[Stored data entries]
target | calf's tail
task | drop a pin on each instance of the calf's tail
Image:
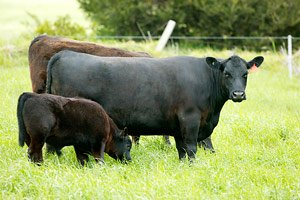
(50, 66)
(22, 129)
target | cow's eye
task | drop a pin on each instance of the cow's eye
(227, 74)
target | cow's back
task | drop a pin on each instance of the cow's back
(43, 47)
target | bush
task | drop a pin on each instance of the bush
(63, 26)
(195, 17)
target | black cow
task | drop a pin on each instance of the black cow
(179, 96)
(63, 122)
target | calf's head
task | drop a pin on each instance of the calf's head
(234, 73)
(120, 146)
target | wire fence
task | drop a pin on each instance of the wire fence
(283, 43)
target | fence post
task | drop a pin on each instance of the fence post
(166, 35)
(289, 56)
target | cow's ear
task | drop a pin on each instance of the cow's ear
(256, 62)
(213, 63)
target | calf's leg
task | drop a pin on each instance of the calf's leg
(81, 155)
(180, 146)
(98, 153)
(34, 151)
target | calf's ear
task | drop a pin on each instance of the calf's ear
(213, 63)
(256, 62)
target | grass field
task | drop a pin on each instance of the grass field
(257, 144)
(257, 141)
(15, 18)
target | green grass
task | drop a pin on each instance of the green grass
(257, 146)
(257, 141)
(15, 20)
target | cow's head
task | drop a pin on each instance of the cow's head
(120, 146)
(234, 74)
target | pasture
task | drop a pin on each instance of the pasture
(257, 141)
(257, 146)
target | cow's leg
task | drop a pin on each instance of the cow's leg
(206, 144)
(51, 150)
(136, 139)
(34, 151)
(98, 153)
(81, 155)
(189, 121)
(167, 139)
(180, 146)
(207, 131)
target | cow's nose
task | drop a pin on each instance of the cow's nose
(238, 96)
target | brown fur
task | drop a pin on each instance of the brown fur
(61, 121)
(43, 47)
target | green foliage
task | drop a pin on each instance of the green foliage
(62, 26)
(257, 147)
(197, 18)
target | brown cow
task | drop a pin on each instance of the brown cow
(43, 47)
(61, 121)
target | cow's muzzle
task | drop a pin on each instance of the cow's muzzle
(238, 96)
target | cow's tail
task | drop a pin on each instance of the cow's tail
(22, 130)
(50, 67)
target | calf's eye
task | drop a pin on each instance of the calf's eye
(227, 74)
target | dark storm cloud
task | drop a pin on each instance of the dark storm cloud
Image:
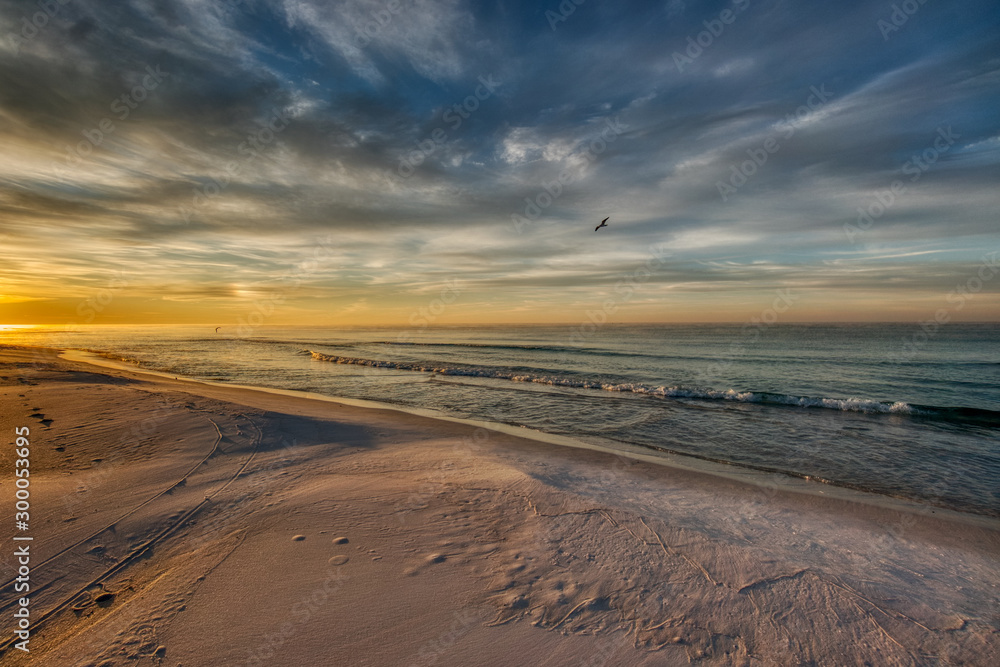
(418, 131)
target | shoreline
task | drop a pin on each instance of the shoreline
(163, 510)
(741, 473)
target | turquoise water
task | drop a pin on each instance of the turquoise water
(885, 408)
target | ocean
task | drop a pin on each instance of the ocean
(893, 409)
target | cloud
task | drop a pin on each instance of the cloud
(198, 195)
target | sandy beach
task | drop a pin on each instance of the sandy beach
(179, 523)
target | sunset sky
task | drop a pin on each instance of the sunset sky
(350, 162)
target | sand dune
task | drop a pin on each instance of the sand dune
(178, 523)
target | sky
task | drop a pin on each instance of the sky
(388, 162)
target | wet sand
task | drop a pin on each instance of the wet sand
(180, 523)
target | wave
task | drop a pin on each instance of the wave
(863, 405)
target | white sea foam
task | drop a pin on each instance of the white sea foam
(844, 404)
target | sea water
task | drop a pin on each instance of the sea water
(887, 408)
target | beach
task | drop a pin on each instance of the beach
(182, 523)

Work instruction:
Write back the stretch of lines above that begins with the line holding "target | brown cow" and ends with the line holding "target | sky", both included, exactly as written. Pictures stay out.

The completed task:
target | brown cow
task | drop a pin on each instance of the brown cow
(43, 47)
(61, 121)
target | cow's muzzle
task | drop a pin on each instance of the cow's muzzle
(238, 96)
target | cow's tail
task | drop a pin on each instance of the cow's tail
(22, 130)
(50, 67)
target | calf's eye
task | drop a pin on each instance of the calf's eye
(227, 74)
target | dark storm cloud
task | drop a pin on each instance of the dark storm cloud
Image:
(418, 131)
target | shoreline
task | drop a pin on each instance of the shoreline
(163, 510)
(741, 473)
target | turquoise water
task | drop a pin on each instance of the turquoise water
(885, 408)
target | ocean
task | drop a pin on each instance of the ocean
(893, 409)
target | cloud
task | drop a pin on each instance of the cloud
(198, 195)
target | sandy beach
task | drop a pin on each instance of the sandy beach
(179, 523)
target | sunset sky
task | drop a pin on each instance of the sunset sky
(350, 162)
target | sand dune
task | drop a pin on each instance of the sand dune
(178, 523)
target | sky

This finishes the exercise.